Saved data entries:

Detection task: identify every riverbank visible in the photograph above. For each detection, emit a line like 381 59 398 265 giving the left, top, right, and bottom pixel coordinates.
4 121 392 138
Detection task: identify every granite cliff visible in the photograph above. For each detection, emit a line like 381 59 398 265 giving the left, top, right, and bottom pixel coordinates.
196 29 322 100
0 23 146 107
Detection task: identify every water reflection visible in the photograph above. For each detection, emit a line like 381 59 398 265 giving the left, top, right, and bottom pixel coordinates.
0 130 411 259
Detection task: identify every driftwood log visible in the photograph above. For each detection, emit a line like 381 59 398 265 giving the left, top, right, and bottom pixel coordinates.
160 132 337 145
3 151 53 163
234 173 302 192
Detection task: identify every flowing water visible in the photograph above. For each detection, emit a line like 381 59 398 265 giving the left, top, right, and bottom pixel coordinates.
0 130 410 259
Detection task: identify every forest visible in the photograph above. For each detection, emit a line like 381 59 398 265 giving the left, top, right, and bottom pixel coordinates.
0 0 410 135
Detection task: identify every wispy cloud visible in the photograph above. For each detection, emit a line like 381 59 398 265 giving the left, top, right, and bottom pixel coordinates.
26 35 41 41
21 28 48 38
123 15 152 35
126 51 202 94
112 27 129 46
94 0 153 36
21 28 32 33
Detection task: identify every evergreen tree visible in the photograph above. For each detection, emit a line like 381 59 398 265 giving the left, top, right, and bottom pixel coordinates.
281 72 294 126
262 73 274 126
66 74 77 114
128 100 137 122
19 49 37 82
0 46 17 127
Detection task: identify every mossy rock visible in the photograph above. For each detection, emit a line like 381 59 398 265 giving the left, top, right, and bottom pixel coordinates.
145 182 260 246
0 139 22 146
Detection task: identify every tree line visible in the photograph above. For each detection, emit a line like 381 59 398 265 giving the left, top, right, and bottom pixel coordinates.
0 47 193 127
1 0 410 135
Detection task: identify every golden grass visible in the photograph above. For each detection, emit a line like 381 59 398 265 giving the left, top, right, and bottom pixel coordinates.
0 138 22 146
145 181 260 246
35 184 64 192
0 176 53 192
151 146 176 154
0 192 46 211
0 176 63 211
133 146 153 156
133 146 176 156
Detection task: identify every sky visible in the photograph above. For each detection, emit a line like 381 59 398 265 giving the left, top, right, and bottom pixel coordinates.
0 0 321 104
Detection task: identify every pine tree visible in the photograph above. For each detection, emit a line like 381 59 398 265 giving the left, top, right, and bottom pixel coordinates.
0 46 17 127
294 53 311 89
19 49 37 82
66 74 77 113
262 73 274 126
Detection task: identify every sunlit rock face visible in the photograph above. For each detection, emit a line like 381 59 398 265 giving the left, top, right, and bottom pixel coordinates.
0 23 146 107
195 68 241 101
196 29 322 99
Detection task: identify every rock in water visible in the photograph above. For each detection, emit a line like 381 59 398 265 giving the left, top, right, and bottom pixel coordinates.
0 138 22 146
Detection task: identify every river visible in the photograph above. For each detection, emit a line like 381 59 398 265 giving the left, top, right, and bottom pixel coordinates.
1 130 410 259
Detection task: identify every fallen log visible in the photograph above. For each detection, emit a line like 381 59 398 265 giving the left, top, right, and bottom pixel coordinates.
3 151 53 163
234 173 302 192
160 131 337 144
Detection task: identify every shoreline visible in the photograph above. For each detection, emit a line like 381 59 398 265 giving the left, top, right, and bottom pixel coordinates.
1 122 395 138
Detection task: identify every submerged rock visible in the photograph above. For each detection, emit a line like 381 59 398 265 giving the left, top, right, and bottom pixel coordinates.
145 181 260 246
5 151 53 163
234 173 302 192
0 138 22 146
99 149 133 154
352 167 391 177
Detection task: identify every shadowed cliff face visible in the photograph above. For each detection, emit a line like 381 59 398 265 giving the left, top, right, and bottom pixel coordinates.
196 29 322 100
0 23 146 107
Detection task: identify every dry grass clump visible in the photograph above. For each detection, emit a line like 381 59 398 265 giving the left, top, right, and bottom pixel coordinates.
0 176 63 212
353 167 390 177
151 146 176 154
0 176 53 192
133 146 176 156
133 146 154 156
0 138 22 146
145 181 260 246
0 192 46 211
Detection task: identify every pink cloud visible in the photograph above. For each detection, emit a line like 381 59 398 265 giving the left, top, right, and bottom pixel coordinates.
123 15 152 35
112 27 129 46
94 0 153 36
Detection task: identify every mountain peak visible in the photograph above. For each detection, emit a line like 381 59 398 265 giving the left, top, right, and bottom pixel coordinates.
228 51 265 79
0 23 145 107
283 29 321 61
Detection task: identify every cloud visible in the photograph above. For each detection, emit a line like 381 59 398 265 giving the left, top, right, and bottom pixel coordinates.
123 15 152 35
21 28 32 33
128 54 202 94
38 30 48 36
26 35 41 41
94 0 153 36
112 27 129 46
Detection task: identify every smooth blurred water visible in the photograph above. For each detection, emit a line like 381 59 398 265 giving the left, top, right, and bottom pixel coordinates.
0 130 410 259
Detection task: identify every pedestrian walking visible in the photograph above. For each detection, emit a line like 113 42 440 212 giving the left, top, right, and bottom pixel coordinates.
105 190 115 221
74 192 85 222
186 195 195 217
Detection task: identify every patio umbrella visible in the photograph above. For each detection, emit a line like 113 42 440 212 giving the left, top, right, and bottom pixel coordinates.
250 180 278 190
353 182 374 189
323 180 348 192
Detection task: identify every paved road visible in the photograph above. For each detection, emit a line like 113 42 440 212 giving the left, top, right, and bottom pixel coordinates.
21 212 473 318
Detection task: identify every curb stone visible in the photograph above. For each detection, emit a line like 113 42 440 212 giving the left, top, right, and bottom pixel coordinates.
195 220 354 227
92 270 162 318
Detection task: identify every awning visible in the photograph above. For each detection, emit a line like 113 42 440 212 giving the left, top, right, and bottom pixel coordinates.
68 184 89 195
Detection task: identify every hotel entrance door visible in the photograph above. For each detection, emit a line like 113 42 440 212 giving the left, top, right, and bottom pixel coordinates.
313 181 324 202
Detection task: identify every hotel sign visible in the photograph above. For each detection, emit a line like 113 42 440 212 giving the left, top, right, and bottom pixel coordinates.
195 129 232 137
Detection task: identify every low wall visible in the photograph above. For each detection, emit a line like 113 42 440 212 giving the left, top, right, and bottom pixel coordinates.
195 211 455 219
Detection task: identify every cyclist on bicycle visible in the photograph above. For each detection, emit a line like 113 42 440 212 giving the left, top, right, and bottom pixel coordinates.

WHAT THIS TASK INVOLVES: Copy the lines above, please. Keep them exact.

SOLUTION:
Detection task: identify every riverbank visible in the photograph above. For each detection, emit a line like 381 59 398 265 giving the left, top, right, and bottom pixel coordinates.
4 121 392 138
Detection task: identify every granite cliff visible in the photograph above. For each detection, emit a line like 381 59 398 265 giving the left, top, right, and bottom pixel coordinates.
196 29 322 100
0 23 146 107
Detection task: identify every water reflection visible in the photograph above. For each detection, emit a line like 381 59 398 265 giving the left, top, right, and bottom pixel coordinates.
0 130 411 259
Detection task: identify every driftwood log visible in the photograph above. For each detection, emit a line like 381 59 398 265 giving the left, top, right, and bottom pixel coordinates.
160 132 337 145
3 151 53 163
234 173 302 192
Detection task: identify every flowing water visible in the photograph above. For each detection, emit a line like 381 59 398 265 giving the left, top, right, and bottom pixel coordinates.
0 130 410 259
Detection task: identify every forest visible in the photograph above. For each detection, emit a line like 381 59 398 265 giving the left, top, right, and bottom pixel coordinates.
0 0 410 135
Detection task: identify every wispy cloud visible in the photograph above. For each detection, emit a line like 381 59 398 265 giving the left, top, right, and bottom pixel coordinates.
26 35 41 41
21 28 48 38
123 15 152 35
126 51 202 94
112 27 129 46
94 0 153 36
21 28 32 33
Detection task: identify every evergreen tree visible in the photograph above. For each detection, emit a line like 381 59 398 265 giving the left, top, right, and bottom pixel coordinates.
281 72 294 126
262 73 274 126
66 74 77 114
128 100 137 122
19 49 37 82
0 46 17 127
Detection task: identify every mossy rock visible in the photograph above. For each detection, emit a line like 381 59 398 265 giving the left, top, right, and bottom pixel coordinates.
145 182 260 246
0 139 22 146
Detection task: identify every tree line visible in the photograph above. For each detection, emit a line like 381 59 398 265 giving the left, top, right, and bottom pixel coordinates.
0 47 193 127
1 0 410 135
Detection task: identify every golden grass visible in the photograph above. For each detection, emit a line like 381 59 398 265 giving the left, top, right, and bottom pixel coordinates.
0 138 22 146
145 181 260 246
35 184 64 192
0 176 53 192
151 146 176 154
0 192 46 211
0 176 63 211
133 146 153 156
133 146 176 156
Detection task: identify every sky visible in the photograph above. For each detection, emit a line like 381 59 398 265 giving the left, top, right, and bottom pixel coordinates.
0 0 321 104
Detection task: identify every pine tree visible in the photograph above. For each detection, emit a line like 381 59 398 265 giving the left, top, right, and bottom pixel coordinates.
0 46 17 127
294 53 311 89
19 49 37 82
66 74 77 113
262 73 274 126
Detection task: identify every sunlit rock face visible in the photograph above. For each detection, emit a line like 381 59 398 265 giving the left, top, right, and bottom pixel coordinates.
0 23 146 107
195 68 241 101
196 29 322 99
Detection task: identify every rock in water visible in the photograph above. For each detection, emit a line like 381 59 398 265 giving the left, top, right, and bottom pixel coordinates.
0 138 22 146
Detection task: identify every river visible in the photograph above. For each detection, emit a line like 381 59 398 265 giving the left, top, right, and bottom pixel coordinates.
1 130 410 259
Detection task: identify every fallen log visible in the photograph above. For each detection, emit a line like 381 59 398 265 giving the left, top, right, and bottom pixel coordinates.
3 151 53 163
234 173 302 192
160 131 337 144
Detection task: identify every shoreline visible in the photograph above. For each detection, emit a line like 381 59 398 265 giving the left, top, right, and bottom pixel coordinates.
1 122 395 138
Detection task: identify every submerged rock visible in the photograph above. For each detection, emit a line like 381 59 398 265 giving the left, top, right, and bottom pixel coordinates.
145 181 260 246
5 151 53 163
234 173 302 192
0 138 22 146
99 149 133 154
352 167 391 177
Detection task: identify every shadowed cliff face visible in the photograph above. For each detection, emit a line like 381 59 398 265 giving the left, top, right, and bottom pixel coordinates.
196 29 322 100
0 23 146 107
Detection task: identify every dry grass clump visible in the photograph above. For each detection, emit a line like 381 59 398 265 giving the left, top, right, and bottom pixel coordinates.
0 176 63 212
353 167 390 177
151 146 176 154
0 176 53 192
133 146 176 156
133 146 154 156
0 138 22 146
145 181 260 246
0 192 46 211
Detection task: identify every pink cloud visible in the photograph above. For each detection, emit a line like 381 59 398 265 giving the left, top, right, and bottom pixel coordinates.
123 15 152 35
112 27 129 46
94 0 153 36
Detection task: identify every mountain peak visible in the photograph above. For each detection, emit a line like 381 59 398 265 giving the left, top, right, and bottom pixel coordinates.
228 51 265 79
0 23 145 107
283 29 321 61
Detection task: identify every cloud visible in the photograph above. For each detection, emit a line like 381 59 398 265 giving the left, top, right, and bottom pixel coordinates.
123 15 152 35
21 28 32 33
128 54 202 94
38 30 48 36
26 35 41 41
94 0 153 36
112 27 129 46
Detection task: identify every smooth blurred water visible in the photograph above. For each detection, emit a line like 381 59 398 265 giving the left, top, right, and bottom pixel coordinates.
0 130 410 259
Detection task: identify every pedestrian walking visible in the photograph above. For each detection, emit a line like 113 42 440 212 giving the left, top, right, and bottom pixel coordinates.
105 190 115 221
74 192 85 222
186 195 195 217
Detection task: identify every patio umbrella visible in the photograph above. For each detection, emit a line like 113 42 440 212 giving the left, top, right, and bottom pixel coordinates.
250 180 278 190
353 182 374 189
323 180 348 192
Detection task: identify every paved road visible in the photograph above. For each detection, emit a line like 113 42 440 212 giving the left, top, right, and bottom pixel coordinates.
21 212 473 318
Detection task: identify every curb stone visible in the photograph above. For each detection, emit a line like 113 42 440 212 giving the left, top, right, and bottom pixel coordinates.
195 220 354 227
92 270 162 318
Detection task: identify every awning visible in the photograph above. For each detection, emit a line like 113 42 440 212 giving the left, top, right, and bottom pixel coordinates.
68 184 89 195
Detection task: identify every hotel entrance door visible in the photograph above. For each detection, emit a line like 113 42 440 212 giving the left, top, right, and bottom pixel coordinates.
313 181 324 202
Detection task: identify every hotel sign visible in the photograph above. For each detection, emit a line like 113 42 440 212 giving the left, top, right, and bottom pixel coordinates.
195 129 232 137
Detection task: identify every low wall visible in the photograph above. For each detection, emit a line like 113 42 440 212 giving the left, top, right, and bottom pixel coordinates.
195 211 455 219
Detection task: identify every cyclist on bicycle visible in the photograph above. For each detection, emit a line like 113 42 440 212 giving the left, top, right, and bottom pixel coordinates.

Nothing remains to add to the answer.